## Source text:
┏━━

Before you begin, please note that this tutorial requires you to have basic knowledge of Photoshop and a little patience. Great skill does not come right away, so don't get frustrated with yourself if your results aren't as good as mine (though they'll probably be better, ehehe ^^;). By the end of this tutorial, you'll have lineart that's ready to color, which is a separate tutorial. Anyways, since I'm wasting my Spring Break doing this, I hope you enjoy. Any questions, please ask! E-mail me.

Step 1
Right, so you have this picture that I doodled during AP History class with odd comments and anatomical errors galore. O.o; Anyways, normally we'd make the sketch a bit easier to see, but I've already done that for you. Hit Ctrl+Shift+L to auto-fix the levels, or Ctrl+L if you want to do it by hand. Next, create two more layers. Press "D" for default colors, click on the layer above your background layer, and press Ctrl+Backspace to fill it with white. Name it "white" or something, and then name the layer on top of that "lineart". We'll be toggling the white layer on and off during our project, so just turn it off for now.

Step 2
Select the pen tool, and make sure the bar on top has these settings. We don't want odd things to be happening...also, set the brush tool to 1px, and make sure the flow and opacity are both at 100%.

Step 3
Zoom in a bit and select the pen tool (p). Make sure you're on the lineart layer, and click at the places where his face changes direction the most. Don't worry about making it look smooth, just make it look something like what I have to the right.

Step 4
Now's the part where we make it look smooth. With the pen tool selected, hold down "alt" on your keyboard and click and drag on an anchor point with your mouse. You'll get little lines that stick off of the anchor point that control which way the line curves. To create an anchor point, click on the line. To move an anchor point, hold down Ctrl and click and drag. To subtract an anchor point, simply click on it. (Am I going to fast? This pen tool tutorial will take you through the basics a bit slower) When you've got the line looking like what you want it to, hold down ctrl and click off the line somewhere. Now, you're free to start a new line.

┗━━

## Data listing:
┏━━

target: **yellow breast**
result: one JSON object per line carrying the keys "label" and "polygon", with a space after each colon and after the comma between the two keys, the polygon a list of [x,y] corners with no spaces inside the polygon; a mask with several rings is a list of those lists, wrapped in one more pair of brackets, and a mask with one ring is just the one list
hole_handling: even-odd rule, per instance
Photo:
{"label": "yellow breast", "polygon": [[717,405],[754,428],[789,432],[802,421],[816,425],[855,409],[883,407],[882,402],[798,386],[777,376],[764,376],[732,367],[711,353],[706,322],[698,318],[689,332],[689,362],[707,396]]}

┗━━
┏━━

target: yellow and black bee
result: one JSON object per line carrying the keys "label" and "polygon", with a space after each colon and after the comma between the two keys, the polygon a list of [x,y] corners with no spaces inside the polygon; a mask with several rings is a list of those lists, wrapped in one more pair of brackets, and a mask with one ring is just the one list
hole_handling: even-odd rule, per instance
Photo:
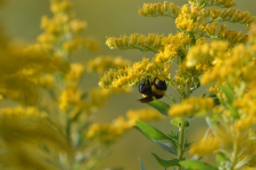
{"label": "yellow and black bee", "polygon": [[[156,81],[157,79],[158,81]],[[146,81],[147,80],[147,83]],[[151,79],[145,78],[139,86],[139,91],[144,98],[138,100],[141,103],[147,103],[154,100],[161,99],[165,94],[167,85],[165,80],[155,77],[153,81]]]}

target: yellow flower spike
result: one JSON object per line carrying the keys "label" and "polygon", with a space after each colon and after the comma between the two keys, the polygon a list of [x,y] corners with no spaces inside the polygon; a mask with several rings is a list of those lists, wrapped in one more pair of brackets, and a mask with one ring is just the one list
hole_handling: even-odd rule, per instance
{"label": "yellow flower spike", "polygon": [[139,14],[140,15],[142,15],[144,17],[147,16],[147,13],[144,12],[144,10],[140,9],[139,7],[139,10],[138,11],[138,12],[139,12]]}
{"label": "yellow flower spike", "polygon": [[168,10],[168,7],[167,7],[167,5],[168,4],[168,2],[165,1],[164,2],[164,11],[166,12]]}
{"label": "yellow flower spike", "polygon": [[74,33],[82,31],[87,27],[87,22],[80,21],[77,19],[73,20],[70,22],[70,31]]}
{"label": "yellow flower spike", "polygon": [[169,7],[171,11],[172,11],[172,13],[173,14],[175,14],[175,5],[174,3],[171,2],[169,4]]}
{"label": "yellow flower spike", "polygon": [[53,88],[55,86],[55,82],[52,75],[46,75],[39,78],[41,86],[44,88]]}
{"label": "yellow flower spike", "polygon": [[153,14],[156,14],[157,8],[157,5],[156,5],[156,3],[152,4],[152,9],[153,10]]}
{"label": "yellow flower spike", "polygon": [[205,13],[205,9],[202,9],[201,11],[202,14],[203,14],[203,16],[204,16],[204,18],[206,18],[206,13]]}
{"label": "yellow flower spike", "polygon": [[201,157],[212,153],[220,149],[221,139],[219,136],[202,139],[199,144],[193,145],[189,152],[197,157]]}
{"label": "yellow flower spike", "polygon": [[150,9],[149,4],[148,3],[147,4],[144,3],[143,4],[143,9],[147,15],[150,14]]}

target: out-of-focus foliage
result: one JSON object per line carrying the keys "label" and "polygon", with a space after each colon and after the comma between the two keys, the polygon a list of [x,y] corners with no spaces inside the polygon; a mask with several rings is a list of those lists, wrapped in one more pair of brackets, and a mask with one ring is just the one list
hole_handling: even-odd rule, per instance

┗━━

## What this task involves:
List every key combination written with a plus sign in the Photoshop lineart tutorial above, along with what each one does.

## Solution to the problem:
- Ctrl+Shift+L: auto-fixes the levels.
- Ctrl+L: adjusts the levels by hand.
- Ctrl+Backspace: fills the selected layer with white.